━━━━━ Selected excerpt ━━━━━

Food Insecurity and Climate Change

Droughts

©Shem Compion
Less water and higher temperatures, lead to desertification.

Drought has been the mainstay behind food insecurity and famine in Africa during the past three decades, which does not bode well for the region in a changing climate. While the global trend for per capita food production goes up elsewhere, across Africa it has been declining for the past two decades.

This, combined with the fact that more than half of the continent's population subsists off the land, has resulted in 'widespread malnutrition, a recurrent need for emergency food aid, and increasing dependence on food grown outside the region'. The World Resources Institute reported in 1998 that food consumption across the region exceeded production by 50 per cent in the drought-prone mid-1980s and by 30 per cent in the mid-1990s.

Now add climate change to the equation. No matter how good all the technical advances brought by the Green Revolution, food production is still dependent on water, soil moisture, nutrients and temperature - at least three of which factors will change in the near future.

A change of up to 1°C could result in greater productivity at the higher latitudes globally, depending on the crop type, growing season, changes in temperature regimes and seasonality of precipitation. But crops grown in the tropics and subtropics are already close to their maximum temperature tolerances - a temperature increase of just 1°C will compromise their annual yield. An increase of more than 2.5°C would increase world food prices.

This amount of warming would also diminish any improved productivity experienced in the middle to high latitudes, while the tropics and subtropics would see a more severe decrease in productivity. Undernutrition is a fundamental cause of stunted physical and intellectual development in children, low productivity in adults, and susceptibility to infectious disease in everyone.

Decreases in food production and increases in food prices associated with climate change would increase the number of undernourished people.

Water Resources

©Roger de la Harpe
Wetlands pay an important role in the ecosystem.

Most of the creeping hunger will be in the developing world. South Africa is precariously arid, but shifts unexpectedly between extremes of drought or flood, with rain falling erratically in different regions and between years. Even without climate change, the country is expected to use up its available surface water by 2030. With climate change, rainfall will become even more unpredictable, possibly changing in its intensity as well as the seasons in which it falls. This will, of course, reflect in the amount of water running off into streams and rivers, and the replenishment of groundwater.

Temperature increases will leave the atmosphere thirsty for water. Greater amounts of evaporated water are expected to be sucked up from dams and soils by the atmosphere and transpiration will increase in plants.

Maize Growth

©Roger de la Harpe
Maize fields in KwaZulu-Natal, South Africa.

The only crop that has been studied as part of South Africa's climate change modelling is maize which, in 1996, accounted for 71 per cent of grain harvested that year and 58 per cent of land under crop. Arguably South Africa's most important grain product, 60 per cent of maize grows in the drier western part of the country's maize region and 40 per cent in the wetter east.

The most abundant regions occur in the Free State and North West provinces, followed by the Mpumalanga Highveld and KwaZulu-Natal.

The population of South Africa, Swaziland and Lesotho - where the staple food is maize - is expected to climb from the current estimate of around 45 million to about 70 to 90 million by 2035. In the hotter, drier climate predicted by climate models, annual yields will drop between ten and twenty per cent by 2050, even though the region requires an annual three per cent increase to meet its future food requirements.

The marginal western plantings are expected to suffer most, while the wetter eastern range of maize will be least affected. Various adaptation mechanisms have been suggested: farmers could change their crops to more drought- resistant species such as millet or sorghum, or they could shift from crops to livestock farming. South Africa certainly cannot hope to lean on its water supply to save its maize crops.

━━━━━ Dataset content ━━━━━

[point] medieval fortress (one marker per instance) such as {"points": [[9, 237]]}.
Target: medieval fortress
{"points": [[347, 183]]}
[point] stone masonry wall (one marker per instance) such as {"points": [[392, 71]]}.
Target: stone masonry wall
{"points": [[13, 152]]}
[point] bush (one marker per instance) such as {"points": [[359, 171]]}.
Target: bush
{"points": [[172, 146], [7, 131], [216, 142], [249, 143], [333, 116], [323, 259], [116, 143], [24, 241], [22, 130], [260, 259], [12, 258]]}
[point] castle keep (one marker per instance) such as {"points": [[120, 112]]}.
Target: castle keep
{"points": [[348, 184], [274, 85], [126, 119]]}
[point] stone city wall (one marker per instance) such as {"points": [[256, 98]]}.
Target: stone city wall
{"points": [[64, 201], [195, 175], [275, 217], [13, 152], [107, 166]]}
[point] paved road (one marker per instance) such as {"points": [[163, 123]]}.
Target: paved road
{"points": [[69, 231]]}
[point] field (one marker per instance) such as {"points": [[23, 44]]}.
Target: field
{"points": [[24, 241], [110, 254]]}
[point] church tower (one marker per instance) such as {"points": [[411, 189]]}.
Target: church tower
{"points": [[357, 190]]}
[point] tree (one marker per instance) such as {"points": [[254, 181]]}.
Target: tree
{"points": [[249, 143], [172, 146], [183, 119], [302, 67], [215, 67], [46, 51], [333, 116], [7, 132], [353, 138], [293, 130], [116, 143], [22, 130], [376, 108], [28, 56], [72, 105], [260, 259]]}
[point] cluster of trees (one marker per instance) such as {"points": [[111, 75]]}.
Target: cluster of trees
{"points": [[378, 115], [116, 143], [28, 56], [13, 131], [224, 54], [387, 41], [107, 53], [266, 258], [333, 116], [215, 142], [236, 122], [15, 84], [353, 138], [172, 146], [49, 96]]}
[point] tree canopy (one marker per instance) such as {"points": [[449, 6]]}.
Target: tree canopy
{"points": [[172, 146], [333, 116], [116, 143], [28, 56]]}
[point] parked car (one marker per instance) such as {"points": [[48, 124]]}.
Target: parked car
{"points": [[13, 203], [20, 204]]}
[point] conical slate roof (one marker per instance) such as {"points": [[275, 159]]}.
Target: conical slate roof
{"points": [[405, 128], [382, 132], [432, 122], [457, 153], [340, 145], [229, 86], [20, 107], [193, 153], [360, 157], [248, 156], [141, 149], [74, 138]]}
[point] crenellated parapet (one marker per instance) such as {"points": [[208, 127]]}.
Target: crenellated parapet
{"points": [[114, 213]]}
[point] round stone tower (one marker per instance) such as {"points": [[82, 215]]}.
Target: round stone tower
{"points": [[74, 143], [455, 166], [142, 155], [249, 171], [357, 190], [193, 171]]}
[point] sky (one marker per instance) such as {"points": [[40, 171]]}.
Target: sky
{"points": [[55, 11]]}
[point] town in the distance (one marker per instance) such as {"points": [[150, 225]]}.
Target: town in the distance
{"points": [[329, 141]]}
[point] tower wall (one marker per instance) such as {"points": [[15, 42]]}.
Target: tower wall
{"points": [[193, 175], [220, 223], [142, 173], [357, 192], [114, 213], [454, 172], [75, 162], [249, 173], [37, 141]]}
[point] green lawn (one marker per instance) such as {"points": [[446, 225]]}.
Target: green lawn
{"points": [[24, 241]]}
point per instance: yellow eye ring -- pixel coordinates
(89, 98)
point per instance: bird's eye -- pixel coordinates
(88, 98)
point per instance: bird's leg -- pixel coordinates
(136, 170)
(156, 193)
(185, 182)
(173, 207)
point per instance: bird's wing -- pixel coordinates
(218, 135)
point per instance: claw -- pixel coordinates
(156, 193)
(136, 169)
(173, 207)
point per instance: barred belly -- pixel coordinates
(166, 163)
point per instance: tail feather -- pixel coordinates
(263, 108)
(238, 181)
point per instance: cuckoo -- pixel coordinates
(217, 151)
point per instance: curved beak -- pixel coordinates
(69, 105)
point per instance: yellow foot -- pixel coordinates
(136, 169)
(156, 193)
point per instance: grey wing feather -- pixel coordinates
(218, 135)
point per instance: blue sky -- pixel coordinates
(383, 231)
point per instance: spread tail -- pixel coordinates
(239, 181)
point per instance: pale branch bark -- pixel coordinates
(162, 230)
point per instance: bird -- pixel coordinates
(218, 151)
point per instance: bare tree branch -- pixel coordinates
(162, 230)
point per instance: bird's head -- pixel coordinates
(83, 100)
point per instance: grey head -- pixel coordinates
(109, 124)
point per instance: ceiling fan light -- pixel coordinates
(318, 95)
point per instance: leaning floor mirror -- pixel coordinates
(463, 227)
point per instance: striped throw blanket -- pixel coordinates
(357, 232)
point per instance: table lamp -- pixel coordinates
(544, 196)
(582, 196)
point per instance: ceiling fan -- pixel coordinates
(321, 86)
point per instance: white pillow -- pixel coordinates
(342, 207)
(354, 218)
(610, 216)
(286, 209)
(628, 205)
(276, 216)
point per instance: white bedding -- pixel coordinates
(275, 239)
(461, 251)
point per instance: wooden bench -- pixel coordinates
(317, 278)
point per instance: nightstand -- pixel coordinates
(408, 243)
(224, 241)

━━━━━

### Task to carry out
In the piece on food insecurity and climate change, what factors does food production still depend on despite the Green Revolution's technical advances?

### Written solution
- Water
- Soil moisture
- Nutrients
- Temperature